» WHAT THE TASK ASKS
Quote every item below word for word, leaving out the pictures.

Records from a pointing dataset
--------------------------------------------------

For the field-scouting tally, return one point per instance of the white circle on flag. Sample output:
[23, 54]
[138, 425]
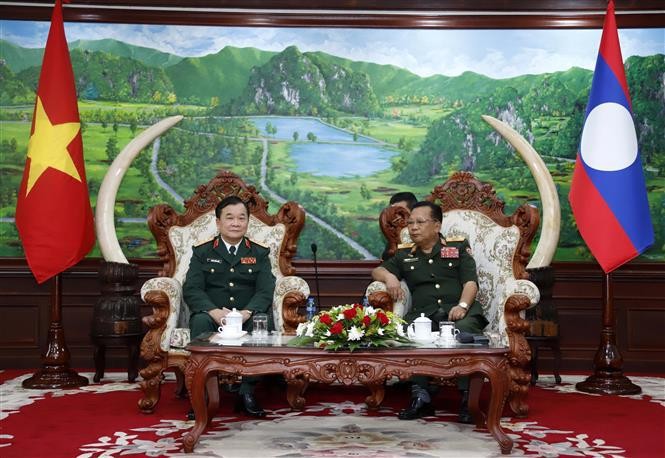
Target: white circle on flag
[608, 139]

--------------------------------------------------

» FULL RESPONSE
For the field-scouting tally, return one point per instance of the white circle on flag. Sample output:
[23, 54]
[138, 425]
Target: white circle on flag
[608, 139]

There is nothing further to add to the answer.